● What is expected: Extract every line of the listing below that contains the string "white"; matching is case-sensitive.

● Given records:
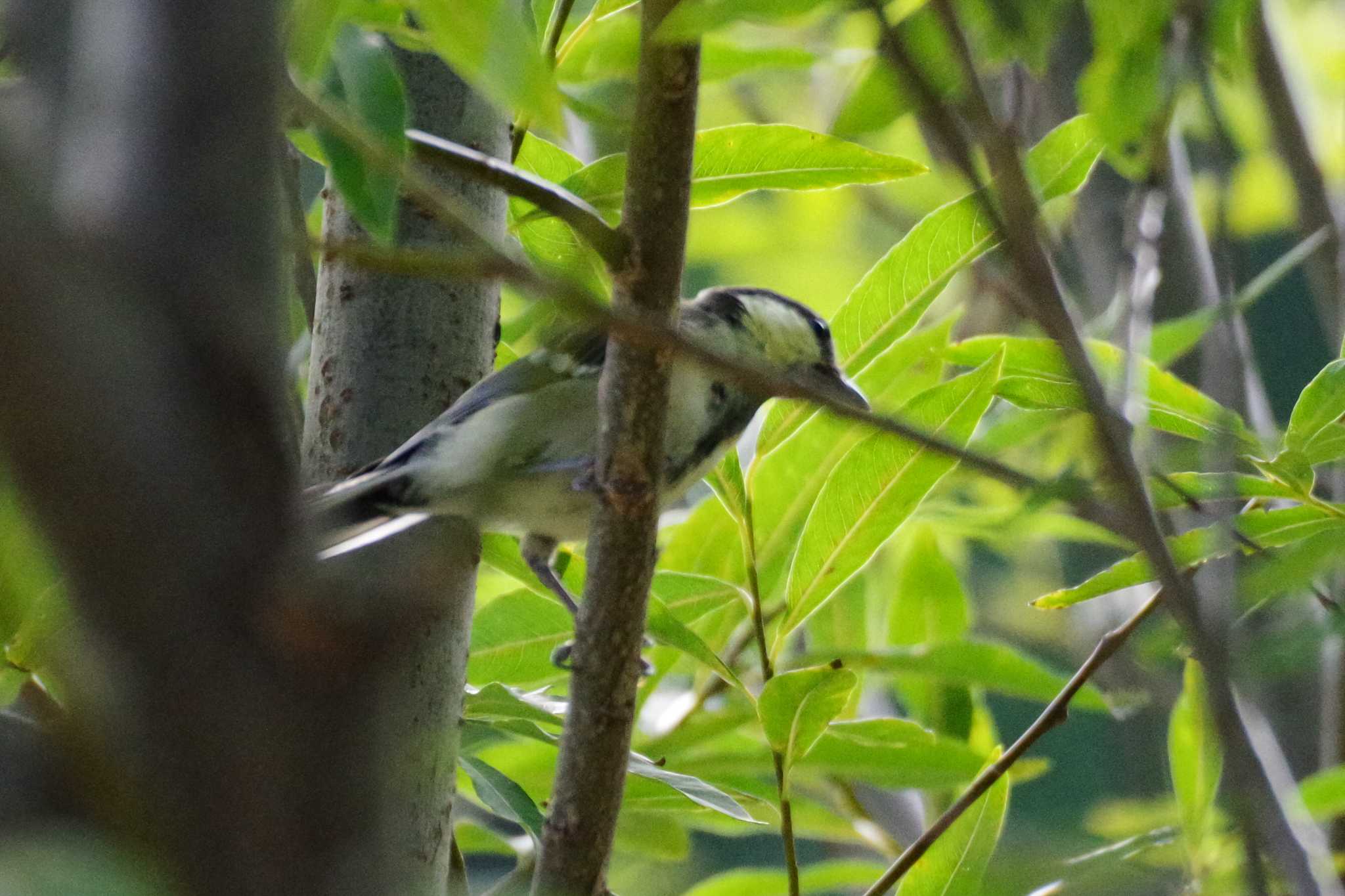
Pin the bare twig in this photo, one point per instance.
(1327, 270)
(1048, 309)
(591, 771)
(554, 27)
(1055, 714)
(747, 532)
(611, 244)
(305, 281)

--

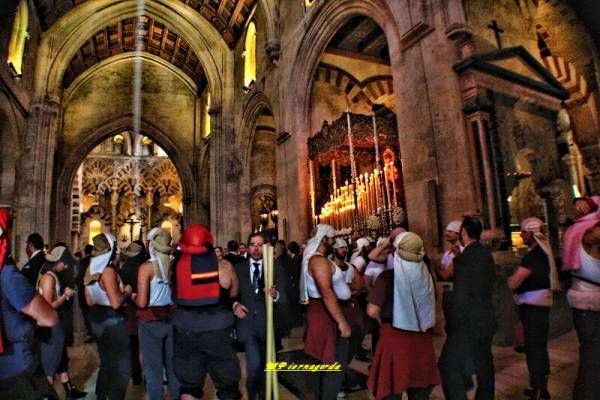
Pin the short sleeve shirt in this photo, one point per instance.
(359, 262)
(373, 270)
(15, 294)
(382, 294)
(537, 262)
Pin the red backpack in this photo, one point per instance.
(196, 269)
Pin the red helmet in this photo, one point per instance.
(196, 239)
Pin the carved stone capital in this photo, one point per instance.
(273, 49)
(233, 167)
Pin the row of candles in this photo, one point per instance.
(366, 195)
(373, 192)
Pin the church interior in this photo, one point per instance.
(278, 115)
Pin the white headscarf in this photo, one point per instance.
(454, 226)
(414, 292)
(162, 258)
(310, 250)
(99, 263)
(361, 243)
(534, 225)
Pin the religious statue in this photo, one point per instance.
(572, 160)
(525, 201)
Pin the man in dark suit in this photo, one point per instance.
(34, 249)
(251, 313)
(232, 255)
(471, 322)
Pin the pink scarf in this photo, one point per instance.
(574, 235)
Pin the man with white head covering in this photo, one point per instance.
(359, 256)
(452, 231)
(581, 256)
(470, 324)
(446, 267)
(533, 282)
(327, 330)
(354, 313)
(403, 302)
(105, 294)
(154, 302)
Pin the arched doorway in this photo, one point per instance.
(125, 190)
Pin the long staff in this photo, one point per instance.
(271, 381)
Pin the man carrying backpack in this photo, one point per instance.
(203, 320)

● Answer in full:
Pin the white headscarf in this photo, one point per instance.
Pin the man with white head covering in this photo, one point per instance.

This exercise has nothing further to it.